* _TEXT PROVIDED_:
-.-.-

Saturday, June 27, 2015

Discussions Only We Know: 13 Blog Related Frustrations

Discussions Only We Know

13 Blog Related Frustrations

I try really hard to remain positive here at Somewhere Only We Know. Negativity brings me down. But every now and then I run across things that annoy me when I’m visiting other blogs or participating in memes. And I just have to wonder to myself if maybe the things I’m seeing are bothersome to others and maybe the blogger has never thought about these things before. So…let’s take (most of) what’s said here and try to see the positives (i.e. ways we can avoid these things or ways we can “fix” them). Or let’s exercise some good ol’ common-grace and try to overlook what we can’t change.

That being said…let me put up a disclaimer. I do not want to be one of those bloggers that tells you “this is the way you must blog and if you don’t then you’re wrong.” Everyone has a right to blog their way…and my opinions or frustrations don’t make that way “wrong.” It just makes them wrong for me. We all have different things we’re looking for when we follow a blog too. So even though I don’t blog for my readers, I do want to make things convenient for them (and other visitors too).

-.-.-

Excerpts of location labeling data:
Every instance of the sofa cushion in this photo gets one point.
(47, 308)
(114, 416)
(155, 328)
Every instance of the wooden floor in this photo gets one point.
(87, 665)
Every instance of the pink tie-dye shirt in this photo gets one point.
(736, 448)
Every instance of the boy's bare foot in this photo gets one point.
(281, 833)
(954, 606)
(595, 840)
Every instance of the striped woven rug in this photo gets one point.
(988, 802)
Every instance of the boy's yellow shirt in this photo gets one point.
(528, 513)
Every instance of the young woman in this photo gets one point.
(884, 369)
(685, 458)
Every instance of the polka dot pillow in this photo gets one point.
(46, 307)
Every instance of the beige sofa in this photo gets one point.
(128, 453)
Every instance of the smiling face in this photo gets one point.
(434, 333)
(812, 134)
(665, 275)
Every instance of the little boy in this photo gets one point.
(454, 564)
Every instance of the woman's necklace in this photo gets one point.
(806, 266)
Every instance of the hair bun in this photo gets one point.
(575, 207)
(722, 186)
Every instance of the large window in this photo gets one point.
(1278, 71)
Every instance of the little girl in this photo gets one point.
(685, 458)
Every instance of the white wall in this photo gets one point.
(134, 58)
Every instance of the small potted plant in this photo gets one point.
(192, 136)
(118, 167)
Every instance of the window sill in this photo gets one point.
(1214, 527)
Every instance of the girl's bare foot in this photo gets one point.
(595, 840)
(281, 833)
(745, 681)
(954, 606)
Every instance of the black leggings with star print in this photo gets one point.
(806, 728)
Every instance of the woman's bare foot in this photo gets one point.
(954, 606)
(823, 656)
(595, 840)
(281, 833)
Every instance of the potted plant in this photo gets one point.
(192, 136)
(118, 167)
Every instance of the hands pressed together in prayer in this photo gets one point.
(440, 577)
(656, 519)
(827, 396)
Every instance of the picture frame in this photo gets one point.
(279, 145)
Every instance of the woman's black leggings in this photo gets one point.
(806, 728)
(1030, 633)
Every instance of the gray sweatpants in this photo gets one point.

-.-.-

* _WRITTEN REQUEST A_:
In the blog post, what is the name of the blog where the writer tries to remain positive?
* _WRITTEN REQUEST B_:
Do these statements agree with the blog post? Answer yes or no for each, quoting the deciding words. (i) The writer finds negativity discouraging. (ii) The writer blogs for their readers. (iii) The writer holds that their own frustrations make another blogger's way wrong.

* _FULL OUTPUT A_:
Somewhere Only We Know

* _FULL OUTPUT B_:
(i) Yes: "Negativity brings me down."
(ii) No: "even though I don’t blog for my readers"
(iii) No: "my opinions or frustrations don’t make that way “wrong.”"